■ **WHAT TO WORK ON**: Each entry below is to be written out exactly, and the pictures are to be left out.

(Photo object pointing records)
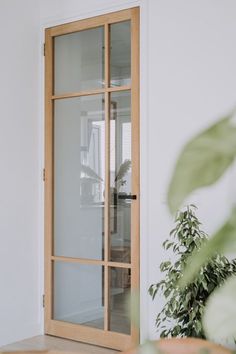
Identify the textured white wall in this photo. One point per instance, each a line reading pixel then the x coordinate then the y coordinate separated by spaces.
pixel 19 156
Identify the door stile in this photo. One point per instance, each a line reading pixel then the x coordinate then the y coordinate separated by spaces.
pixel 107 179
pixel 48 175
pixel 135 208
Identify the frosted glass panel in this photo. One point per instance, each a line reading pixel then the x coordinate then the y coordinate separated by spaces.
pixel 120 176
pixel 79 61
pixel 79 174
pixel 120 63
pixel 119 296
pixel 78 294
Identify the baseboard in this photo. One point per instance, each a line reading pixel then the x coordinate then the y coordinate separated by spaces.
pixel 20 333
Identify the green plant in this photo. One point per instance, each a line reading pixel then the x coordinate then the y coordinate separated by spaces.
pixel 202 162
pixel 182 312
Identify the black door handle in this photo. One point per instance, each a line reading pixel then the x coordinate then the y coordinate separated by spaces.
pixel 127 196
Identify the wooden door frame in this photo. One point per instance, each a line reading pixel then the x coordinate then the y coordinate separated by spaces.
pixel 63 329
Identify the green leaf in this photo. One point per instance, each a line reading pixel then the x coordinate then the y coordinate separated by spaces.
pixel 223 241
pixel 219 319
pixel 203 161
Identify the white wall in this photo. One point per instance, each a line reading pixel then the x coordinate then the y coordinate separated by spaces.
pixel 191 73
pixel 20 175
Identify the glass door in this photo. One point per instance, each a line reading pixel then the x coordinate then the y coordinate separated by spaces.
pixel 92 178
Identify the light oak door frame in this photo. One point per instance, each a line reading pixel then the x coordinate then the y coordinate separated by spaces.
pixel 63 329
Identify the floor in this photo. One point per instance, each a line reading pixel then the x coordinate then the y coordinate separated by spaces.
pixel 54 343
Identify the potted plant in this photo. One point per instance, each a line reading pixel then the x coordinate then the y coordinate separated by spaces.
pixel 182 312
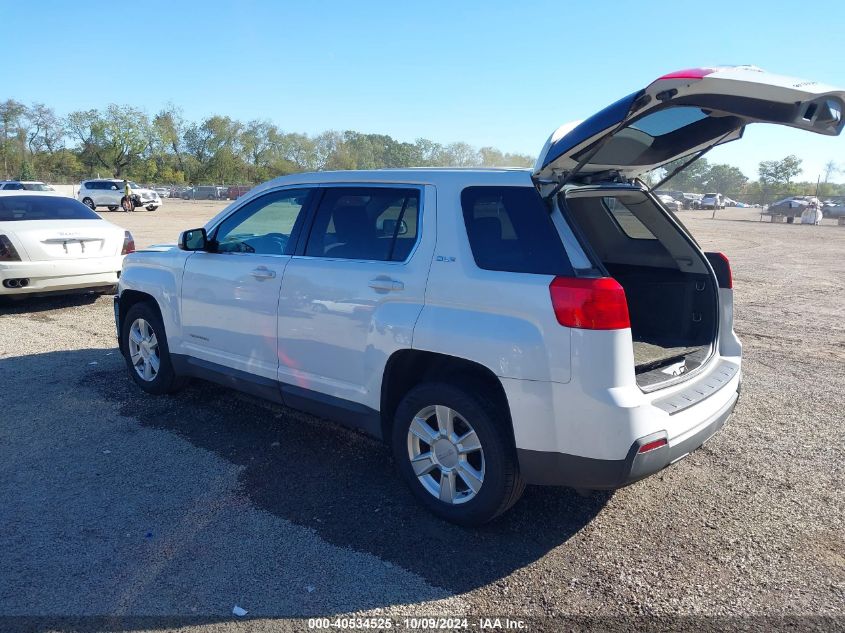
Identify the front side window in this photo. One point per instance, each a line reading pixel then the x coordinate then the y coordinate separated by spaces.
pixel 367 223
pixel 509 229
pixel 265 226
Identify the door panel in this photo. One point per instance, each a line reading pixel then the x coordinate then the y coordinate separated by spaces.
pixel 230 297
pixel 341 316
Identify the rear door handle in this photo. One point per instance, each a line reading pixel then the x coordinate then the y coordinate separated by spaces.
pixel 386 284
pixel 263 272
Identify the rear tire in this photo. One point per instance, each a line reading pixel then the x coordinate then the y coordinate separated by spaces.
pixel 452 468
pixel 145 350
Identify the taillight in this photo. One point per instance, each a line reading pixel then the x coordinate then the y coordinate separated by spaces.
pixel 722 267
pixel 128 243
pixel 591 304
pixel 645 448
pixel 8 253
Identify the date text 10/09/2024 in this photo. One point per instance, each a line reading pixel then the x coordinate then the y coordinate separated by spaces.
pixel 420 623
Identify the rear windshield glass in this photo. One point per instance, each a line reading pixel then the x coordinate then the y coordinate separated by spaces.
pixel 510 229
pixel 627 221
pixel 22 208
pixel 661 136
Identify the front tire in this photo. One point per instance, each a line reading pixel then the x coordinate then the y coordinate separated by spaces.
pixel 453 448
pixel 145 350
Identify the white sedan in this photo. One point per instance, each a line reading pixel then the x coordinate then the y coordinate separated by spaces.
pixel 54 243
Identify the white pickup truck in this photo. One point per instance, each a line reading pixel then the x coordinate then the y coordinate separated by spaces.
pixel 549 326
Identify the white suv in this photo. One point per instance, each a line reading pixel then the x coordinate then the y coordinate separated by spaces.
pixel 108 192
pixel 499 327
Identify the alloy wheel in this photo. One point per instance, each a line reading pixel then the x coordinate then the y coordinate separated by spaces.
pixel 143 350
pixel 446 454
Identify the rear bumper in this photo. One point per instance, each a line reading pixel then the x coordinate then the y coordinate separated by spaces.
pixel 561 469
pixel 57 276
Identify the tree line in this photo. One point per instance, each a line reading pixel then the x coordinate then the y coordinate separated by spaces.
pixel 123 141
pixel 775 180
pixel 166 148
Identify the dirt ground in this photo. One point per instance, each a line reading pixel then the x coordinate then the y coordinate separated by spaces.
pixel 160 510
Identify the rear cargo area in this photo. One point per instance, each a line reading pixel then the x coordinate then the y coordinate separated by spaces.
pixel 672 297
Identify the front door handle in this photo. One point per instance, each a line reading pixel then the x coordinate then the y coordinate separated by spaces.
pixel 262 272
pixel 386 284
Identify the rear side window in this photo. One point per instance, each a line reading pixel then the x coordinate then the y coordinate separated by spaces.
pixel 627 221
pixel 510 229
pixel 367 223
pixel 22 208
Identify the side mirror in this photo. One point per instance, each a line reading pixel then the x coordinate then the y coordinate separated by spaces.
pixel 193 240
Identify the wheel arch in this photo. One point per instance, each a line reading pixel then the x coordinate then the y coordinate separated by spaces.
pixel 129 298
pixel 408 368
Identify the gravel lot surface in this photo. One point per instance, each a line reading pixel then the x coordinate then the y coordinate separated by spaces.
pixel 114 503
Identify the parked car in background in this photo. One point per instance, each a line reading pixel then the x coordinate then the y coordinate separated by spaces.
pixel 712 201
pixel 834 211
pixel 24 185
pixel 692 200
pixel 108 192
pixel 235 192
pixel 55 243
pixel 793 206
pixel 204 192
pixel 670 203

■ **TASK OUTPUT**:
Identify the textured white wall in this photo. One point per instance, each a line reading pixel then the x coordinate then the y coordinate separated by spaces.
pixel 19 156
Identify the door stile in this photo. One point per instance, each a line reading pixel then the x coordinate then the y coordinate separated by spaces.
pixel 107 179
pixel 48 175
pixel 135 208
Identify the frosted glass panel in this photo. One point per instance, each a line reading pixel then the x coordinate then the y coordinate separated by spaces.
pixel 120 176
pixel 79 61
pixel 79 174
pixel 120 63
pixel 119 296
pixel 78 294
Identify the baseboard in this photo. One point per instance, each a line reading pixel then the x coordinate then the y coordinate separated by spaces.
pixel 20 333
Identify the green plant in this photo. One point per instance, each a line reading pixel then the x coordinate then the y coordinate separated by spaces.
pixel 202 162
pixel 182 312
Identify the black door handle in this photo. One point per instance, each a line reading pixel then the x coordinate then the y coordinate separated by spaces.
pixel 127 196
Identify the wooden door frame in this photo. One point per instance, each a line reading pixel then the x coordinate then the y coordinate separated by spaces.
pixel 63 329
Identify the green leaf in this photo. One point per instance, each a line reading pixel then the x coordinate then the y coordinate separated by spaces.
pixel 223 241
pixel 219 319
pixel 203 161
Identify the white wall in this photo. One point per instance, each a line reading pixel then the x coordinate then the y coordinate separated by spaces.
pixel 191 73
pixel 20 175
Identify the glass door in this photo. One point per instance, each a line reading pixel then the x coordinate then the y coordinate separated by spaces.
pixel 92 178
Identify the light oak door frame in this photo. One point per instance, each a line reading pixel then the x coordinate then the y coordinate separated by spaces.
pixel 63 329
Identify the floor in this photo. One point per instance, each a line reading pixel then the x coordinate then the y coordinate separated by spaces.
pixel 54 343
Identify the potted plant in this photo. One point per instance, each a line reading pixel then the x coordinate then the y coordinate separated by spaces.
pixel 182 312
Identify the front side window in this photo. One point per instance, each a line reading pixel then the x coordinate then the y coordinate separated by spaces.
pixel 367 223
pixel 509 229
pixel 265 226
Identify the door panel in this photo. One point per instance, each a line reading pixel then the x coordinate then the y coordinate separated by spaces.
pixel 230 297
pixel 341 316
Identify the rear door handle in this photo. One point per instance, each a line reading pixel then the x coordinate then the y coordinate separated by spaces.
pixel 386 284
pixel 263 272
Identify the rear tire in this photo. One point per instance, each a line reading pixel then the x coordinate then the y coordinate separated by spaces.
pixel 452 468
pixel 145 350
Identify the taillight in this photo. One point per instance, each a line reading pixel then the x coordinate then the y coordinate separated by spaces.
pixel 722 267
pixel 128 243
pixel 591 304
pixel 645 448
pixel 8 253
Identify the date text 10/09/2024 in this photo. One point per instance, each a line reading pixel then the x coordinate then the y coordinate separated by spaces.
pixel 420 623
Identify the rear windshield glass in this photo. One point per instance, each a line reading pixel then the x coordinate then the y coordinate separated by spaces.
pixel 510 229
pixel 627 221
pixel 22 208
pixel 661 136
Identify the front tire in this photo. One point per instance, each a line reading pixel then the x coordinate then the y coordinate separated by spaces.
pixel 453 448
pixel 145 350
Identify the white sedan in this photo. One point per instance, each a line reading pixel then the x coordinate then the y coordinate separated by spaces.
pixel 54 243
Identify the white pickup truck in this photo. One point per instance, each a line reading pixel then the x coordinate then the y coordinate separated by spaces.
pixel 549 326
Identify the white suv in this photo. One point per instance, each a line reading pixel then the x coordinate then the y coordinate separated by spaces.
pixel 108 192
pixel 499 327
Identify the alloy wheel in this photo. One point per instance, each a line reading pixel then the x coordinate then the y coordinate separated by spaces.
pixel 143 350
pixel 446 454
Identify the rear bumper in this photo. One point per instance, each a line reading pixel then the x coordinate then the y coordinate separated by spaces.
pixel 561 469
pixel 57 276
Identify the tree line in this photo. One point per instance, each a line reading pixel then the x coordinate then the y coordinate separated by spaces.
pixel 123 141
pixel 775 180
pixel 166 148
Identify the dirt ground in this photo. One point per instance, each a line reading pixel then the x coordinate then the y coordinate separated by spaces.
pixel 160 510
Identify the rear cargo area in this photo. One point per instance, each a line reading pixel then the x coordinate then the y coordinate separated by spaces.
pixel 672 297
Identify the front door handle in this photo. One point per instance, each a line reading pixel then the x coordinate then the y coordinate separated by spaces.
pixel 262 272
pixel 386 284
Identify the rear side window in this photo. One point per instance, each a line reading pixel then the x coordinate then the y coordinate separated by spaces.
pixel 627 221
pixel 510 229
pixel 367 223
pixel 22 208
Identify the side mirror in this photo. One point per instance, each a line reading pixel then the x coordinate then the y coordinate separated by spaces.
pixel 193 240
Identify the wheel arch in this photo. One point per instance, each a line reading pixel then the x coordinate then the y coordinate separated by spaces.
pixel 129 298
pixel 408 368
Identify the gravel lot surface in this photo. One point per instance, each a line reading pixel then the x coordinate then the y coordinate separated by spaces.
pixel 114 503
Identify the parked car in background in this photo. One point per instance, each a line reading pixel then the x coordinate then the y coordinate separated by spaces.
pixel 712 201
pixel 834 211
pixel 24 185
pixel 692 200
pixel 108 192
pixel 235 192
pixel 55 243
pixel 793 206
pixel 204 192
pixel 670 203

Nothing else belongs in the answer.